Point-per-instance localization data
###

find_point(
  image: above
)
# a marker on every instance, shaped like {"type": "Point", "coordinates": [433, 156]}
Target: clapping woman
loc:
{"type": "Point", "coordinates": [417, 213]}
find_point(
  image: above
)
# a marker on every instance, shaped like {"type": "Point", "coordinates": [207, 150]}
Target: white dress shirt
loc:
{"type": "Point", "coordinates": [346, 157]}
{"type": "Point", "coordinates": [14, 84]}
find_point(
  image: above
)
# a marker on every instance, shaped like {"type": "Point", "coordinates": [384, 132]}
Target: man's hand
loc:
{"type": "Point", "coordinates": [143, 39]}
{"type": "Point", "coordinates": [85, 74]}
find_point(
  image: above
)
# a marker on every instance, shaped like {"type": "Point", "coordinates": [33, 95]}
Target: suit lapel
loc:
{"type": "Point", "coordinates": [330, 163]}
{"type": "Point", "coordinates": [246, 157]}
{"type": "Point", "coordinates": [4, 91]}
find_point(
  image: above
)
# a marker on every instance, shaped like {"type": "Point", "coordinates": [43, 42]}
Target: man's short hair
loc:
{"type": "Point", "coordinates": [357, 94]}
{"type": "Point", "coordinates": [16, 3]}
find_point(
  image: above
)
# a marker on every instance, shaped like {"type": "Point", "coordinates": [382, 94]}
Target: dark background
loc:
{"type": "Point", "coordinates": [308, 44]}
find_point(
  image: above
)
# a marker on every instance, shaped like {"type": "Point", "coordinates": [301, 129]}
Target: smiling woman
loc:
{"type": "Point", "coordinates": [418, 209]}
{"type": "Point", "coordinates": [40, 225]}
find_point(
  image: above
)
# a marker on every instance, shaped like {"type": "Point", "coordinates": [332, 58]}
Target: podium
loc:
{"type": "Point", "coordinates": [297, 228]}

###

Activity. The complete data is to be transcribed verbatim.

Problem solution.
find_point(
  image: above
)
# a marker on every instance, shaped like {"type": "Point", "coordinates": [433, 156]}
Target: clapping woman
loc:
{"type": "Point", "coordinates": [417, 213]}
find_point(
  image: above
)
# a marker on every instance, shaped like {"type": "Point", "coordinates": [207, 150]}
Target: white dress shirt
loc:
{"type": "Point", "coordinates": [346, 157]}
{"type": "Point", "coordinates": [14, 84]}
find_point(
  image: above
)
# a marker on every instance, shaped like {"type": "Point", "coordinates": [384, 132]}
Target: man's hand
loc:
{"type": "Point", "coordinates": [143, 39]}
{"type": "Point", "coordinates": [85, 74]}
find_point(
  image: above
)
# a marker on every instance, shaped like {"type": "Point", "coordinates": [33, 95]}
Target: suit lapel
loc:
{"type": "Point", "coordinates": [330, 163]}
{"type": "Point", "coordinates": [246, 157]}
{"type": "Point", "coordinates": [4, 91]}
find_point(
  image: above
)
# a marker on every instance, shaped like {"type": "Point", "coordinates": [43, 42]}
Target: man's short hair
loc:
{"type": "Point", "coordinates": [357, 94]}
{"type": "Point", "coordinates": [16, 3]}
find_point(
  image: above
)
# a marker on every instance, shaped like {"type": "Point", "coordinates": [382, 94]}
Target: dark background
loc:
{"type": "Point", "coordinates": [308, 44]}
find_point(
  image: above
)
# a marker on every instance, shaped like {"type": "Point", "coordinates": [301, 129]}
Target: smiling woman
loc:
{"type": "Point", "coordinates": [418, 209]}
{"type": "Point", "coordinates": [40, 225]}
find_point(
  image: above
)
# a marker on every instance, shaped like {"type": "Point", "coordinates": [332, 58]}
Target: podium
loc:
{"type": "Point", "coordinates": [297, 228]}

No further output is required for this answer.